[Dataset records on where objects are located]

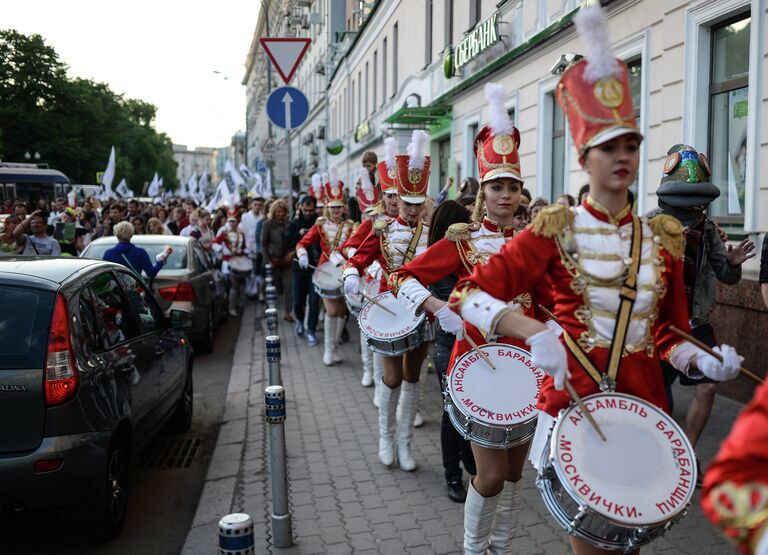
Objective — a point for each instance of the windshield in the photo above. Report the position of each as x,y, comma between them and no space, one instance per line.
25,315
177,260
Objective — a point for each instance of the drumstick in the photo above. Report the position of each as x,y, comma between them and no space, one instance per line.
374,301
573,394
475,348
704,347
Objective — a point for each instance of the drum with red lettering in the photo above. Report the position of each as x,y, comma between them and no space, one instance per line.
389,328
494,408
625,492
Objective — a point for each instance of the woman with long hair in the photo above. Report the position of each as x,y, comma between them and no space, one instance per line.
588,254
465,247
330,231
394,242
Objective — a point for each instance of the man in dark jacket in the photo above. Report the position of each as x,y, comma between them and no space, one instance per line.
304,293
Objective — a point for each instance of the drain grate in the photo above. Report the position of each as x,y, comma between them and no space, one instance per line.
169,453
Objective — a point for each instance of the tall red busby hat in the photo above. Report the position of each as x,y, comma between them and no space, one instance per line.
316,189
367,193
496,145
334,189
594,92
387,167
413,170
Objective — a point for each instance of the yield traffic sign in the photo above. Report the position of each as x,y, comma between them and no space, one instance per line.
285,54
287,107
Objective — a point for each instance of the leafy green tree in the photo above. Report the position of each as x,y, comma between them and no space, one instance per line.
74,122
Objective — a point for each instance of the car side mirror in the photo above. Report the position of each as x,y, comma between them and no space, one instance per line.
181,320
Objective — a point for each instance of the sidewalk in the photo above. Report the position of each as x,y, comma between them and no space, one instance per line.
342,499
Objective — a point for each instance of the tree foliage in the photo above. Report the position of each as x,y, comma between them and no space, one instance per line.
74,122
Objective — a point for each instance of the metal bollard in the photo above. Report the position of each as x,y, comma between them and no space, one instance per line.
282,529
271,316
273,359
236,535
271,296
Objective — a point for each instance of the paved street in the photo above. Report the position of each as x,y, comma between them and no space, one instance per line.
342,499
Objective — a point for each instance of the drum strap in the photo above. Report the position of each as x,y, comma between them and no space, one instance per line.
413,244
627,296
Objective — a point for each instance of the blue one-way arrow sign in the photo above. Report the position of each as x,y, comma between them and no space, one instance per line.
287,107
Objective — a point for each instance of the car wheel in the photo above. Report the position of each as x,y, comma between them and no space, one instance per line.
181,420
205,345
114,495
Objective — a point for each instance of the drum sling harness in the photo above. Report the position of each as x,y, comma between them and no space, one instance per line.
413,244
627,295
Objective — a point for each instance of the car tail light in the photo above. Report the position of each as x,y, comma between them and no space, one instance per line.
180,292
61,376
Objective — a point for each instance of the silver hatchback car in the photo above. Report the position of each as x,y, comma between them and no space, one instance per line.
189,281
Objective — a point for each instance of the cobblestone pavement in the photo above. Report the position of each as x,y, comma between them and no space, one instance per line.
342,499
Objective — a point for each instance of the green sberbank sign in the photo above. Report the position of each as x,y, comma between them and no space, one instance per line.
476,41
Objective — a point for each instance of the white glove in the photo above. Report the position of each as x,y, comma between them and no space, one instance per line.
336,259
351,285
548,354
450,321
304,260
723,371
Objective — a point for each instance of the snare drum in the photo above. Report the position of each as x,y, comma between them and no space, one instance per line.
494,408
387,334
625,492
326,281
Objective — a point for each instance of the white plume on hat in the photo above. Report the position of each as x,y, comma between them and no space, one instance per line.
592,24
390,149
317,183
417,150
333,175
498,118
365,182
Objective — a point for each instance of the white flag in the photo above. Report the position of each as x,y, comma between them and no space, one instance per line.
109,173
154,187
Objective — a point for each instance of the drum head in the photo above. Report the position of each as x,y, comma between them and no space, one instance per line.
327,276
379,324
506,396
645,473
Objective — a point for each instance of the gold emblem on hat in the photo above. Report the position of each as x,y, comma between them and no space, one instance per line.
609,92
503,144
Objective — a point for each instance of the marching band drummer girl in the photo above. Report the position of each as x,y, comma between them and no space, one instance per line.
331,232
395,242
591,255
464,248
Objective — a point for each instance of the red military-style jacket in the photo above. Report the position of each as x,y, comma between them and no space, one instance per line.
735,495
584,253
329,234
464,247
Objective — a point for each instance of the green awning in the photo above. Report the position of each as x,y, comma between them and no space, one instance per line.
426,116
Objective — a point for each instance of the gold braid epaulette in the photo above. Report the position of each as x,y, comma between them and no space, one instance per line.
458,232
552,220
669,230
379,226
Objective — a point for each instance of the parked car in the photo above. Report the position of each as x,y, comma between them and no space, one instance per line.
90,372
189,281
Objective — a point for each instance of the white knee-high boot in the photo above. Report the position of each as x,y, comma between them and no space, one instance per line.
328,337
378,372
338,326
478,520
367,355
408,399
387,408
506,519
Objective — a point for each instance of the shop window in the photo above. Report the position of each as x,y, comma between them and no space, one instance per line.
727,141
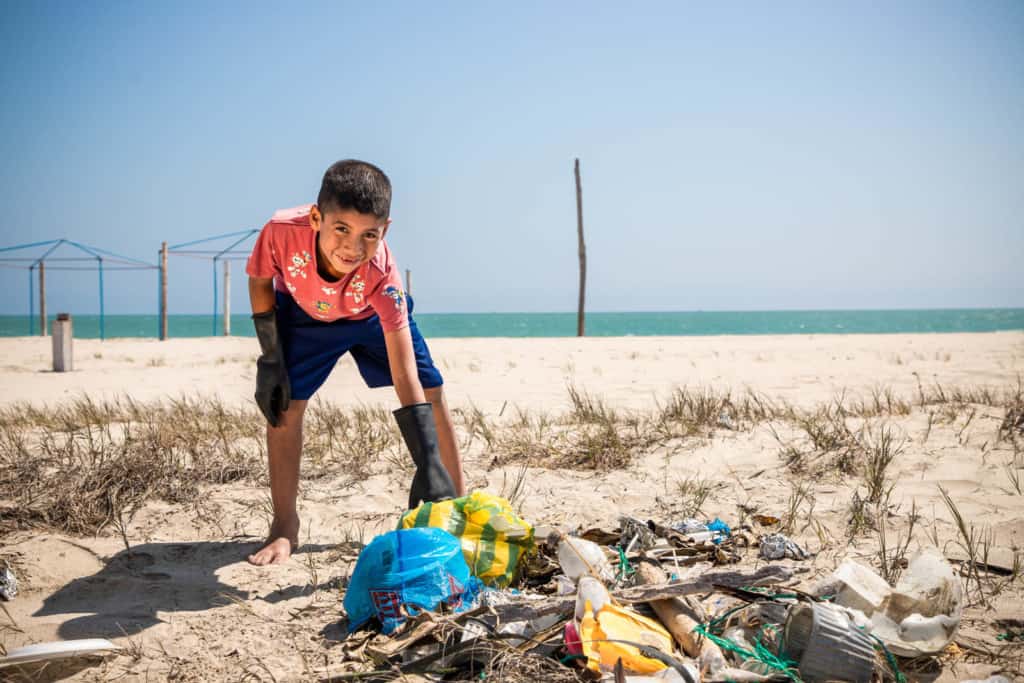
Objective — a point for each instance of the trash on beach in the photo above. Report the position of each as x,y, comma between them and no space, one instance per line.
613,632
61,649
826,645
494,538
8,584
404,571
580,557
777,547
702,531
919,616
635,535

* * *

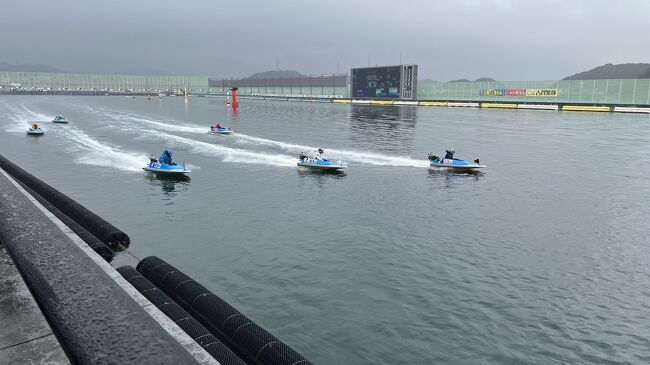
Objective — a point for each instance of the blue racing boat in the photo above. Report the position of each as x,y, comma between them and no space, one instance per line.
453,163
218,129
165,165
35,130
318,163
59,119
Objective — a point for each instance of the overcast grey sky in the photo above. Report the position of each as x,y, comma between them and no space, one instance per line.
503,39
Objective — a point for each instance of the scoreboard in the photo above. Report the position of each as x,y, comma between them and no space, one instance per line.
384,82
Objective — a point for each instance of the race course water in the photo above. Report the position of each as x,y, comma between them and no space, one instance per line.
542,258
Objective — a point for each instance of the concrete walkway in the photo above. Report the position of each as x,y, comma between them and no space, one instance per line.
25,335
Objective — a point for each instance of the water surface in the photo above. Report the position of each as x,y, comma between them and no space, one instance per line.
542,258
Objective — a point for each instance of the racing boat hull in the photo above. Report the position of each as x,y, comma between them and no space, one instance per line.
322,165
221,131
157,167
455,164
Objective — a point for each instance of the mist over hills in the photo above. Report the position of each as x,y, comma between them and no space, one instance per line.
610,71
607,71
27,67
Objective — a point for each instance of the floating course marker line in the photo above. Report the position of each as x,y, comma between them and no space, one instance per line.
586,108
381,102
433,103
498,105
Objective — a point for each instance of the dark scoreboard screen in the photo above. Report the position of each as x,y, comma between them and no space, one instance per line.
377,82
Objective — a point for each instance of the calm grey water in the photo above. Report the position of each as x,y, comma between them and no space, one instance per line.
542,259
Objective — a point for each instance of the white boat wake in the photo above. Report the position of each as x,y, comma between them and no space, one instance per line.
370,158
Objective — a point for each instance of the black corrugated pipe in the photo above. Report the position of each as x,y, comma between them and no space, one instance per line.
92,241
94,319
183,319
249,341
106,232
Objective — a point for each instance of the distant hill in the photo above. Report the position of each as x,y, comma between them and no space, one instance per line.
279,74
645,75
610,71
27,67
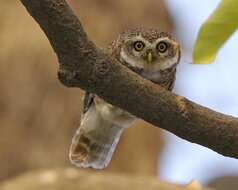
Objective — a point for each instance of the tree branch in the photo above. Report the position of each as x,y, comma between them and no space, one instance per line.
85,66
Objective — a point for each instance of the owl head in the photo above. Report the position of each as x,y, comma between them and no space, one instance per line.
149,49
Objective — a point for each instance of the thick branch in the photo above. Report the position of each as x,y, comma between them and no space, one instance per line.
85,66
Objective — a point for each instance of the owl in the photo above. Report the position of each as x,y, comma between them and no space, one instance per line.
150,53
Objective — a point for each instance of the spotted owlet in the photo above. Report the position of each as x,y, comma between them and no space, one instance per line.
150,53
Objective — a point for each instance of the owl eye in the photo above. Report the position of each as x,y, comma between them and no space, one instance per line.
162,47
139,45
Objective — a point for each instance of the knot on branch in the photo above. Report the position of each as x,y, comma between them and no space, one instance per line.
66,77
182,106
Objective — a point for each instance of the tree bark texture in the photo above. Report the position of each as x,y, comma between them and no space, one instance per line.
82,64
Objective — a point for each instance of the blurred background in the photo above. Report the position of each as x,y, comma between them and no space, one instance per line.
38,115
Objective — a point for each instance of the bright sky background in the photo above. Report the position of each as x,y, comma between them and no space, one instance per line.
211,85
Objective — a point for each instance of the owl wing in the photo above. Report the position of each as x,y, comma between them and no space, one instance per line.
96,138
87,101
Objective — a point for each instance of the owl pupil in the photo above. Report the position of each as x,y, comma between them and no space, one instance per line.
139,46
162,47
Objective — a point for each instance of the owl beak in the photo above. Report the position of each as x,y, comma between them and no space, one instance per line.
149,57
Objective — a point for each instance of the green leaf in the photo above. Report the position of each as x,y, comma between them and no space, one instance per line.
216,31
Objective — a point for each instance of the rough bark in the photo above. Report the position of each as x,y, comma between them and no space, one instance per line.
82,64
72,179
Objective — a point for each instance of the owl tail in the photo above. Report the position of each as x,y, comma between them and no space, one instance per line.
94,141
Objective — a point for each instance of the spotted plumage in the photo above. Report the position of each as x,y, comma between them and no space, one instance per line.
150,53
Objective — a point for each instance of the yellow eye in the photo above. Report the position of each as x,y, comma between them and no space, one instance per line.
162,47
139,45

(TASK DESCRIPTION)
Count the lines in the items above that contain the word "spotted" and give only the number.

(RESPONSE)
2